▸ Exercise text
From bench to bedside - small issues which compound to bigger failures
Bringing solutions from the laboratory to the hospital is often filled with small issues which add up to bigger failures. Sometimes, the failure is not bringing the solution in the first place.
Progressive and good healthcare is all about bringing tools developed in the lab to patients in dire need of good care. However, being able to understand which tools to bring to the bedside, figuring out the challenges, and creating a solution which works for all involved is a daunting project. After all, in theory, theory and practice are the same. In practice, not so much.
A marked challenge faced by tools coming out into the field is being able to recreate the setup in which the tool was designed to be used. A successful example of surmounting this is the ultraportable chest X-ray machine. The concept is simple. Miniaturise an X-ray machine so that it can be carried out into the field and be used for X-raying a patient at their doorstep. Simple and easy. The advantages are obvious. If the patient is unable to come to the X-ray machine, the X-ray machine can go to the patient.
Unfortunately, X-ray machines are, by law, required to be installed in AERB1-approved rooms because of the emitted radiation. The solution? Create an X-ray machine which emits less radiation. Ultraportable machines emit a lot less radiation than conventional X-ray machines.
Once you have an X-ray machine out in the field, the next challenge is interpreting the X-ray. Typically, once an X-ray is printed, it is taken to a doctor, typically a radiologist, for their opinion. The radiologist's interpretation of an X-ray is then looked at by another specialist or a general physician.
As it turns out, good radiologists are not cheap! Radiologists are some of the best earning doctors in the country, and probably around the world. The solution? Get an AI to interpret the results. X-rays performed in community settings will, ideally, skew towards being normal and not show disease progression. If the AI flags an X-ray it can either be reviewed further or the patient can be asked to go to a facility for a full check-up.
Cough Sound AI
Another area in which people have been trying to get technology to the patient has been in the realm of cough sound AI. The concept, again, is fairly simple. If a patient comes to you with a cough, use a trained AI to match the sound of the patient's cough with a probable disease.
There has been remarkable progress in creating these AI models. Reported sensitivities and specificities of around 90% are not uncommon. Unfortunately, field trials of these AIs have not yet been as successful as those of ultraportable chest X-rays.
Why is it that these models are unable to recreate their success in the lab out in the field? Is there anything special about hospitals which makes them hostile to cough sound AI? Turns out there is. The real world is a noisy place. Getting someone to cough in a way which the AI can capture, remove the noise, and give an accurate response turns out to be a major problem.
This would probably not come as a surprise to a seasoned hospital worker. Patients are remarkably difficult to coax into doing the most straightforward of things. Getting them to cough in a way that an AI trained in the lab is able to accurately capture the sound is probably very difficult.

▸ Excerpted records
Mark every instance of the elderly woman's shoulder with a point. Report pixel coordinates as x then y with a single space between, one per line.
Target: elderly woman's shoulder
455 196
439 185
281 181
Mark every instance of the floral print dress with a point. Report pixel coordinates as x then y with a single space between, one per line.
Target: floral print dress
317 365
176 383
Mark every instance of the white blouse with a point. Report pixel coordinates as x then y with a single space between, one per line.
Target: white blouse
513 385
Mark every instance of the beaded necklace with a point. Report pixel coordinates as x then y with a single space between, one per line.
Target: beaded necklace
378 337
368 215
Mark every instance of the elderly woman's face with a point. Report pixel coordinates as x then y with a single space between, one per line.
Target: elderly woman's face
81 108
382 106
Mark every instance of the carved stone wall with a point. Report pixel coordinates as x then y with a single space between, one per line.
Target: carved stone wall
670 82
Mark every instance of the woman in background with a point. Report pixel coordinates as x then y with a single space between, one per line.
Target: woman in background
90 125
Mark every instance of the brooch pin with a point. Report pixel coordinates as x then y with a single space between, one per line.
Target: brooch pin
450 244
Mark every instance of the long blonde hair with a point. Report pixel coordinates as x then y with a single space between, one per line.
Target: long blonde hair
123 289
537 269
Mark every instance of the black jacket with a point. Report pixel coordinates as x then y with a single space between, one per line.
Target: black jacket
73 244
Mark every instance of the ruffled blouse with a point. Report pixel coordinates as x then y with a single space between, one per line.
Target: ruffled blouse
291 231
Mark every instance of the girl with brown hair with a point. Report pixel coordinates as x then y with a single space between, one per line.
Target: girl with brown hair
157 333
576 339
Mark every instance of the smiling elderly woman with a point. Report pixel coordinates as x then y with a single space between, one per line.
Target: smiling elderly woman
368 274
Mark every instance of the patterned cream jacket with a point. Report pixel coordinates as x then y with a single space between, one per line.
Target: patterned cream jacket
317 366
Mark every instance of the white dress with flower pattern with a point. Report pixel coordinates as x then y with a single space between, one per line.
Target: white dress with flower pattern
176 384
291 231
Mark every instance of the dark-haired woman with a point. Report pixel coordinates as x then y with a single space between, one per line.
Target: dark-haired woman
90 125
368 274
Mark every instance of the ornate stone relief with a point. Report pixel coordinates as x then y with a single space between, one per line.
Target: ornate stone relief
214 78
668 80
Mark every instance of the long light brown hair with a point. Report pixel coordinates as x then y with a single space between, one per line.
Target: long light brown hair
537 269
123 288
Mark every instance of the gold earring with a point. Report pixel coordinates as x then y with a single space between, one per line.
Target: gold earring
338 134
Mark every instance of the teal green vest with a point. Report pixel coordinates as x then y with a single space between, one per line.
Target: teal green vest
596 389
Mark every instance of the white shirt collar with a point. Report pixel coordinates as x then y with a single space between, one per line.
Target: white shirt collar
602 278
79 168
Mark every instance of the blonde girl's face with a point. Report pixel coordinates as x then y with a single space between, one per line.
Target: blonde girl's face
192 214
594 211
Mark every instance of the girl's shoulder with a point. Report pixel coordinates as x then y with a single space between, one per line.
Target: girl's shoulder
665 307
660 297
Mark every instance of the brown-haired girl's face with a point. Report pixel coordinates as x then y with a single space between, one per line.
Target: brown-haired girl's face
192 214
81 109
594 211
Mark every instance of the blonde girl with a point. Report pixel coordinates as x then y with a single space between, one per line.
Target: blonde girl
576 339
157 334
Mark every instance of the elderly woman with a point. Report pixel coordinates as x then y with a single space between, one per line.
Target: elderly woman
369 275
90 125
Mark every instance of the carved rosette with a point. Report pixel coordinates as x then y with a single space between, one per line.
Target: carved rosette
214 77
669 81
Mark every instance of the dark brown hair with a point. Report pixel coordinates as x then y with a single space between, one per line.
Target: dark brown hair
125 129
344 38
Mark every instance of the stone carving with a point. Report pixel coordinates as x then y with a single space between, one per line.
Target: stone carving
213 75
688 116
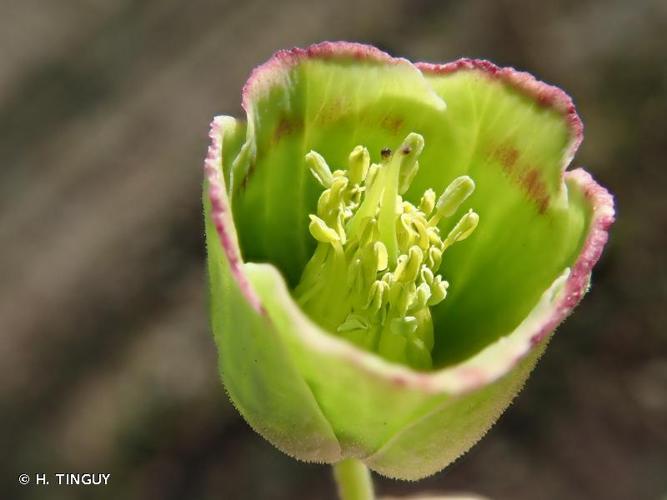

▸ Actions to take
a - Answer these questions from the bench-to-bedside text:
(i) Why must X-ray machines be installed in approved rooms?
(ii) What sensitivities and specificities are reported for cough sound AI models?
(iii) What kind of place does the text say the real world is?
b - Pick up the bench-to-bedside text after its last sentence and write how it goes on.

▸ Answers for the exercise
a -
(i) Because of the emitted radiation.
(ii) Around 90%.
(iii) A noisy place.

b -
Unfortunately, it's not just the patient who is at fault here. The levels of background noise varies from region to region. Regardless of whether the area of operation is a health facility, a community-based setup, or a door-to-door setup, the programmer who created the AI would not have thought of every situation in which that AI would end up.
This is a place where advanced noise reduction algorithms would need to be created. While these have been created for transcribing, say, phone calls or audio messages, the challenge of accurately removing background noise from a patient's cough is infinitely greater. Not only is the sound of coughs uniform (you or I probably have very different styles of coughing), the sound of the same person coughing during a bout of pneumonia or active tuberculosis may be very different. That is, after all, what the entire idea of a cough sound AI is predicated upon.
Radiologists in the building - or not?
A cough sound AI demonstrates the failure of AI to perform out of the lab. However, there are times when the competence of AI echoes in its absence.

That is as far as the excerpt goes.